Records supplied:
+++
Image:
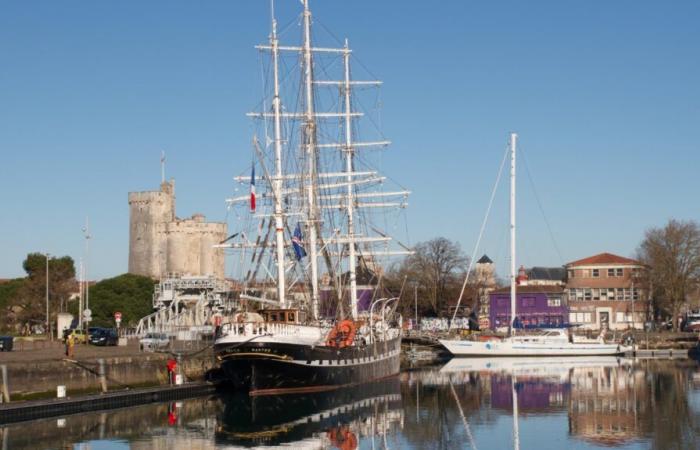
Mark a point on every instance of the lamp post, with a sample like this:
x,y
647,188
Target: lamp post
x,y
86,234
47,296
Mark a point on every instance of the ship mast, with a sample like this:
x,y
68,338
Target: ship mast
x,y
513,139
348,149
277,183
310,149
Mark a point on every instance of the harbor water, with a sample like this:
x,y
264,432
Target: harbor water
x,y
582,403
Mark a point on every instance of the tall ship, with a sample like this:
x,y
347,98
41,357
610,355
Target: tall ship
x,y
312,231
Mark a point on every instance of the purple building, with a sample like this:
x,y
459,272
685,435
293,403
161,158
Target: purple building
x,y
536,306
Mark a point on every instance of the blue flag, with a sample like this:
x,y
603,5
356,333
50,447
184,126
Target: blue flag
x,y
297,243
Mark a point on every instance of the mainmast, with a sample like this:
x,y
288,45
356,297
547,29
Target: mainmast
x,y
513,139
348,149
277,183
310,149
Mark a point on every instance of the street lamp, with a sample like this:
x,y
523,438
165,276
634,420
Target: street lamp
x,y
47,296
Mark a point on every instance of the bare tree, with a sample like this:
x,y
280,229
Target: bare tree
x,y
673,256
437,267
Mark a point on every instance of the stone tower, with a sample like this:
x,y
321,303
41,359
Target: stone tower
x,y
160,243
147,212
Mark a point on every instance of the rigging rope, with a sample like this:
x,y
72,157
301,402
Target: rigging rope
x,y
481,234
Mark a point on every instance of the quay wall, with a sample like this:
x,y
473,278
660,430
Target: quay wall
x,y
37,379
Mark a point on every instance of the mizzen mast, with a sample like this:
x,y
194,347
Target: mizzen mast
x,y
277,182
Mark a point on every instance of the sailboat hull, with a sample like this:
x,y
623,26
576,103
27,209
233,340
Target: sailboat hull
x,y
266,368
518,348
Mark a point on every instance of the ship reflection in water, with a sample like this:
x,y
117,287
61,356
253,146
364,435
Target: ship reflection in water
x,y
580,403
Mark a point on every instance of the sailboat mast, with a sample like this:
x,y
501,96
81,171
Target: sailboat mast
x,y
513,140
277,183
348,148
310,149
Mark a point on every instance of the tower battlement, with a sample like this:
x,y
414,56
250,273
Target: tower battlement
x,y
160,243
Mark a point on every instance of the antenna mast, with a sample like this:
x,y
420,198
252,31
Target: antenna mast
x,y
162,166
513,140
277,183
310,148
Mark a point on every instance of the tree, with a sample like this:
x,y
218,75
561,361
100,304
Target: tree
x,y
31,297
132,295
673,256
437,269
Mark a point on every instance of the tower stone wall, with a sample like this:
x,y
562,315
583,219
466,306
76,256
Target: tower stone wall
x,y
160,243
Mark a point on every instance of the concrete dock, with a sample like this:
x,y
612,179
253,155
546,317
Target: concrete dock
x,y
37,409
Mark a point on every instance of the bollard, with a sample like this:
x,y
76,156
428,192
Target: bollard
x,y
5,386
103,378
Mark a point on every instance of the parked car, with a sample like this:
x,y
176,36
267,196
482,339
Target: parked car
x,y
79,336
154,341
6,343
103,336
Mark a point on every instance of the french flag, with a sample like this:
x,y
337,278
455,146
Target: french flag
x,y
252,190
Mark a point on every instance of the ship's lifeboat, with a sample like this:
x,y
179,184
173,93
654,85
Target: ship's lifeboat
x,y
342,335
487,338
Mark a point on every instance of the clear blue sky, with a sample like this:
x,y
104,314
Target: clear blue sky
x,y
605,97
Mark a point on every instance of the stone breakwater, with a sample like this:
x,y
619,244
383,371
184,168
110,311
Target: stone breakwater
x,y
34,374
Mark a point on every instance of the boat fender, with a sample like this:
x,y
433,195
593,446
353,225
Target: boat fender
x,y
342,335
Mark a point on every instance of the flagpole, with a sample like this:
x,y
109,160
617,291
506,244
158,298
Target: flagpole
x,y
277,184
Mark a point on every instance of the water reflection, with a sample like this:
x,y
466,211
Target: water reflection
x,y
468,403
322,420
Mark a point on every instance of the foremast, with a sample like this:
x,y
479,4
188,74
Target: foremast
x,y
310,151
277,182
350,201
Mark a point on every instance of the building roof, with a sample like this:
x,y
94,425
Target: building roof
x,y
547,273
484,260
604,258
531,289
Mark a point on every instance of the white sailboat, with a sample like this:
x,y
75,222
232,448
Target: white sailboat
x,y
553,342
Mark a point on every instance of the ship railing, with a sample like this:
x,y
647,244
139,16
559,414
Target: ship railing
x,y
271,328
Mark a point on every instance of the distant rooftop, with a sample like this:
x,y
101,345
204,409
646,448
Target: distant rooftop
x,y
547,273
604,258
484,260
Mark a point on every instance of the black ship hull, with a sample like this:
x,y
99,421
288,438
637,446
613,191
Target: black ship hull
x,y
265,368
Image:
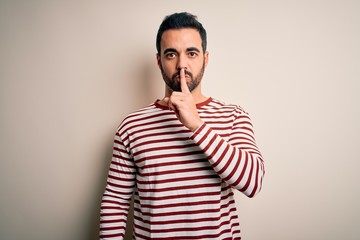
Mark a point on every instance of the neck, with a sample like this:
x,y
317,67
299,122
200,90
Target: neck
x,y
197,94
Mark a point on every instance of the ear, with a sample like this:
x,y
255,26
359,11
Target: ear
x,y
206,58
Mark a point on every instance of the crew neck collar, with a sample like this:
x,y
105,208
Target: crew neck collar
x,y
198,105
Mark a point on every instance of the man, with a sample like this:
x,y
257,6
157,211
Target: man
x,y
181,156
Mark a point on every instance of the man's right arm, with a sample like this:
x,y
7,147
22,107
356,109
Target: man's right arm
x,y
118,192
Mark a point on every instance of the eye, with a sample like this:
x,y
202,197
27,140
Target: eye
x,y
193,54
170,55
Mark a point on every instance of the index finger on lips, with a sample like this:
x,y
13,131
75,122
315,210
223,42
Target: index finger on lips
x,y
184,86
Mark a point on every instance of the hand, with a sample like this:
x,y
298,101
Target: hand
x,y
184,105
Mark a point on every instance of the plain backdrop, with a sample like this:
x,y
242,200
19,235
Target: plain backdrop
x,y
70,71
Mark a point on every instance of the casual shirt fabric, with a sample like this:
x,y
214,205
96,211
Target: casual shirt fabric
x,y
182,181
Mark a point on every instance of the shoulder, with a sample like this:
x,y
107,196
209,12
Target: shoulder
x,y
235,108
136,116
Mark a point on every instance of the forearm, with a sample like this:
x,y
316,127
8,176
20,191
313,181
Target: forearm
x,y
118,192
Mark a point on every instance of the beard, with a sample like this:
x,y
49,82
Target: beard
x,y
174,83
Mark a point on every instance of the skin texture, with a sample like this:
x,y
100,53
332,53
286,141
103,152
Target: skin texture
x,y
181,53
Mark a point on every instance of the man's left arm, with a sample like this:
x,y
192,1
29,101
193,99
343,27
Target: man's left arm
x,y
238,161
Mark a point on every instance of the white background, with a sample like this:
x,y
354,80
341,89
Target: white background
x,y
70,71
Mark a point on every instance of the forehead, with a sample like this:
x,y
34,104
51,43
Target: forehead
x,y
180,39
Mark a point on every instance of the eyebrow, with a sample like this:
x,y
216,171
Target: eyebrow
x,y
190,49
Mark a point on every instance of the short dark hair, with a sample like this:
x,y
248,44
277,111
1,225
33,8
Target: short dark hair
x,y
179,21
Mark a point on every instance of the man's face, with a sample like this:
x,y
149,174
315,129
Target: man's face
x,y
181,48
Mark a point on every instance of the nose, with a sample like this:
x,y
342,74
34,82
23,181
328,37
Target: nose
x,y
182,62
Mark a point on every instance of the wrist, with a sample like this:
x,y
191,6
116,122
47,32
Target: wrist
x,y
195,126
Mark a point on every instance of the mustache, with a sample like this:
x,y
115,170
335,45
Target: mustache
x,y
178,74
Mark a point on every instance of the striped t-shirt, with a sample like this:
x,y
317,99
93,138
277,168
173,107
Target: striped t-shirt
x,y
182,181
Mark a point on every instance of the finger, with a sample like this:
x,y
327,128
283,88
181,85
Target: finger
x,y
167,101
184,86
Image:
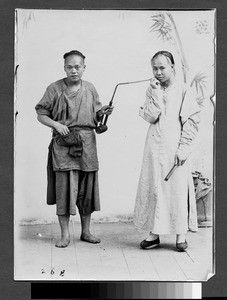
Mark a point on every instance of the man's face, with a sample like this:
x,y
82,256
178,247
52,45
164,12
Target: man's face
x,y
74,68
162,68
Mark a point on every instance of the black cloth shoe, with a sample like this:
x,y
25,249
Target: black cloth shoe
x,y
181,247
149,244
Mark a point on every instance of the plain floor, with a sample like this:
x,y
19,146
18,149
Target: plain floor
x,y
117,258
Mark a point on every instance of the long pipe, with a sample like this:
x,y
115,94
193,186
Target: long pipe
x,y
122,83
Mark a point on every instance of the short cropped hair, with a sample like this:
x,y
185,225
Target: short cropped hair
x,y
166,54
73,52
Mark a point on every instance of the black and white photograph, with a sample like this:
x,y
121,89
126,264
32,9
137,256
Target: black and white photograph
x,y
121,105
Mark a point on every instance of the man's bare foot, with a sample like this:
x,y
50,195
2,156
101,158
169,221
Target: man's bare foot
x,y
63,243
90,238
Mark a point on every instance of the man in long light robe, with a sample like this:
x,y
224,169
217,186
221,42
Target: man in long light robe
x,y
167,207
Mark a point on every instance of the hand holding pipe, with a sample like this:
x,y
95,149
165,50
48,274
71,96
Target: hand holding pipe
x,y
102,127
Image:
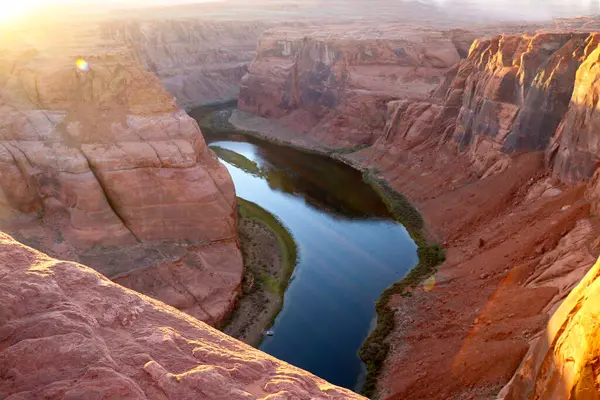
+++
Challenge: Gather every line in the rows above that contains the word "mustache", and copy each one.

Answer to this exercise:
Mark a point on every instance of the mustache, with a sample like this:
Target: mustache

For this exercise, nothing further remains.